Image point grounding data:

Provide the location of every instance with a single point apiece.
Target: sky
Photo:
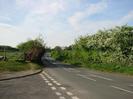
(59, 22)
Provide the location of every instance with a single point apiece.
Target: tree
(33, 49)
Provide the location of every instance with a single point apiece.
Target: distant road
(60, 81)
(87, 84)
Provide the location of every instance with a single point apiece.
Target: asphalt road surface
(60, 81)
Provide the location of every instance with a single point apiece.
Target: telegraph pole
(5, 53)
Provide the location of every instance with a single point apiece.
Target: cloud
(92, 9)
(82, 23)
(41, 6)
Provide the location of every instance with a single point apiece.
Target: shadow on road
(57, 64)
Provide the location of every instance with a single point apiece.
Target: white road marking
(62, 97)
(122, 89)
(58, 93)
(100, 77)
(42, 75)
(75, 97)
(53, 88)
(58, 84)
(47, 81)
(63, 88)
(84, 76)
(50, 84)
(74, 70)
(69, 93)
(66, 70)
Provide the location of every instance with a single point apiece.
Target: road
(61, 81)
(88, 84)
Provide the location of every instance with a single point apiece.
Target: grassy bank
(14, 65)
(106, 67)
(17, 66)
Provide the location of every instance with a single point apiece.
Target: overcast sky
(59, 21)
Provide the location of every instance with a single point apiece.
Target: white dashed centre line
(62, 97)
(100, 77)
(84, 76)
(53, 88)
(69, 93)
(75, 97)
(63, 88)
(58, 93)
(122, 89)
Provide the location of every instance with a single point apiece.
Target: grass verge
(15, 66)
(116, 68)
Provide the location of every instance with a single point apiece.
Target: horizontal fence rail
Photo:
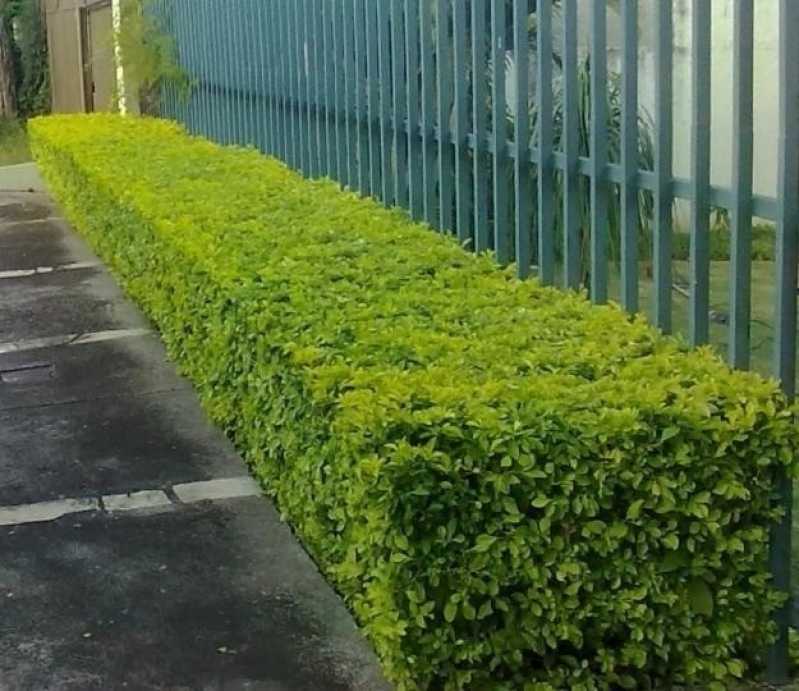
(493, 120)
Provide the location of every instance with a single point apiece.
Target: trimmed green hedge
(511, 488)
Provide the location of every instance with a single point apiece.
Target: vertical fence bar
(629, 157)
(428, 117)
(289, 133)
(338, 84)
(502, 240)
(285, 84)
(663, 166)
(265, 46)
(445, 154)
(300, 79)
(240, 70)
(255, 101)
(400, 107)
(463, 218)
(571, 149)
(277, 79)
(234, 45)
(296, 91)
(202, 71)
(320, 85)
(415, 178)
(218, 71)
(599, 154)
(361, 84)
(385, 99)
(204, 78)
(778, 659)
(347, 40)
(293, 133)
(310, 78)
(699, 309)
(330, 90)
(546, 135)
(480, 128)
(223, 61)
(742, 153)
(521, 139)
(373, 99)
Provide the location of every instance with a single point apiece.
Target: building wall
(70, 52)
(66, 62)
(766, 96)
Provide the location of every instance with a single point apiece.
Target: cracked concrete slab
(150, 594)
(213, 596)
(95, 371)
(111, 445)
(34, 243)
(64, 302)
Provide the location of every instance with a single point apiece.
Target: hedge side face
(511, 488)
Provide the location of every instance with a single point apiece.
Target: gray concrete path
(135, 553)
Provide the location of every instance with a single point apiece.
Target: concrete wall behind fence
(766, 97)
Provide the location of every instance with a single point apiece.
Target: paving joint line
(47, 219)
(92, 399)
(154, 499)
(11, 274)
(72, 339)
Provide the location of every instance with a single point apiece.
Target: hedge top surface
(457, 317)
(513, 489)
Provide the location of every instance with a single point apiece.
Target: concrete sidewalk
(135, 553)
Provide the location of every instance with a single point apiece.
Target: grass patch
(14, 147)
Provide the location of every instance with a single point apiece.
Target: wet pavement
(185, 594)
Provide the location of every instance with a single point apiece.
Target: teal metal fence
(463, 112)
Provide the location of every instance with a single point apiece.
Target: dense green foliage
(148, 54)
(512, 489)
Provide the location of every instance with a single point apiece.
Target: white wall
(766, 96)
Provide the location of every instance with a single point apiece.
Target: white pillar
(116, 12)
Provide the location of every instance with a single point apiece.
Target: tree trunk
(8, 80)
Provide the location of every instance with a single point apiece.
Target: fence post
(785, 317)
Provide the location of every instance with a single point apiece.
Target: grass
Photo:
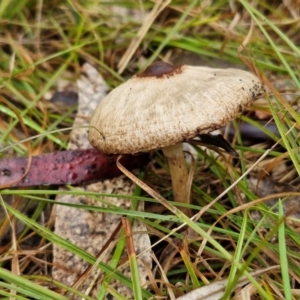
(42, 41)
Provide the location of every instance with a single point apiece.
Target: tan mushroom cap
(166, 105)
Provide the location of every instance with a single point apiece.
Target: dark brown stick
(64, 167)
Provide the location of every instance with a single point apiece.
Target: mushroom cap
(166, 105)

_Task statement_.
From the first line to the last, repeat the records exactly and skip the pictures.

_Solution for this task_.
Provide the location of every instance with a single point apiece.
Target: sky
Photo:
(59, 22)
Provide the location of every instance with a single point apiece.
Target: tree
(33, 49)
Provide the location of every instance with a single point apiece.
Target: distant road
(60, 81)
(87, 84)
Provide the location of every instance with a single point apiece.
Target: asphalt road surface
(60, 81)
Provide the location of every instance with a single point apiece.
Target: telegraph pole
(5, 53)
Provide the location of every instance with a single point apiece.
Target: cloud
(92, 9)
(82, 23)
(41, 6)
Provide the location of every instance with a single point apiece.
Target: shadow on road
(57, 64)
Provide the location of every instance with a single point apiece.
Target: white road marking
(62, 97)
(122, 89)
(58, 93)
(100, 77)
(42, 75)
(75, 97)
(53, 88)
(58, 84)
(47, 81)
(63, 88)
(84, 76)
(50, 84)
(74, 70)
(69, 93)
(66, 70)
Provide the location of every instance with a single point apiece.
Target: road
(61, 81)
(88, 84)
Provide the location of every instance with a single point apiece.
Target: grassy bank
(14, 65)
(106, 67)
(17, 66)
Provide the location of every instance with a single point apiece.
Target: overcast sky
(59, 21)
Provide the location of every instance with a single point apiece.
Target: white dashed centre line
(62, 97)
(100, 77)
(84, 76)
(53, 88)
(69, 93)
(75, 97)
(63, 88)
(58, 93)
(122, 89)
Provide the location of every instance with a single point apiece.
Target: grass verge
(15, 66)
(116, 68)
Provide the location of every instance with a single point apiece.
Target: horizontal fence rail
Photo:
(493, 120)
Provide the location of every instance with a single point apiece.
Target: trimmed green hedge
(511, 488)
Provide the location of every instance with a single point apiece.
Target: vertical fence bar
(629, 157)
(428, 117)
(289, 133)
(338, 84)
(502, 240)
(285, 84)
(663, 166)
(265, 46)
(445, 154)
(300, 79)
(240, 70)
(255, 101)
(400, 107)
(463, 218)
(571, 149)
(277, 79)
(234, 45)
(296, 91)
(202, 71)
(320, 85)
(415, 178)
(218, 71)
(599, 154)
(361, 84)
(385, 99)
(204, 78)
(778, 659)
(347, 40)
(293, 133)
(310, 78)
(699, 309)
(330, 90)
(546, 135)
(480, 128)
(223, 61)
(742, 153)
(521, 139)
(373, 99)
Provide the location of every instance with a single point apiece.
Target: building wall
(70, 52)
(66, 62)
(766, 96)
Provide the location of every instance with a single point apiece.
Target: cracked concrete slab
(150, 594)
(213, 596)
(95, 371)
(111, 445)
(34, 243)
(64, 302)
Provide the location of every instance with a single point apiece.
Target: hedge side face
(511, 488)
Provide the location of every instance with a single point apiece.
Target: gray concrete path
(135, 553)
Provide the location of every instance with a single point apiece.
Target: concrete wall behind fence
(766, 97)
Provide the location of every instance with a single point apiece.
Target: paving joint line
(47, 219)
(92, 399)
(154, 499)
(11, 274)
(72, 339)
Provide the location of every instance with a single point apiece.
Target: hedge top surface
(457, 317)
(513, 489)
Provide the location of every instance with a single point apiece.
Target: concrete sidewalk
(135, 553)
Provide the location of every instance with a single point apiece.
Target: grass patch
(14, 147)
Provide the location of every instance with a single point apiece.
Target: wet pavement
(185, 594)
Provide the location of every instance with a single point apiece.
Target: teal metal fence
(463, 112)
Provide the location of every instance with a single point apiece.
Target: dense green foliage
(148, 54)
(512, 489)
Provide the location of every instance with a single point apiece.
Target: white wall
(766, 96)
Provide the location of every instance with a single point apiece.
Target: white pillar
(116, 12)
Provide the location of every instance with a single point apiece.
Target: tree trunk
(8, 80)
Provide the location of every instance with a single point apiece.
Target: fence post
(785, 317)
Provide the location of every instance with a single point apiece.
Target: grass
Photo:
(42, 41)
Provide the location of every instance with a single point apiece.
Target: tan mushroom cap
(166, 105)
Provide the location of every instance with a single point apiece.
Target: dark brown stick
(64, 167)
Provide the location of every instance with a single point apiece.
Target: mushroom cap
(166, 105)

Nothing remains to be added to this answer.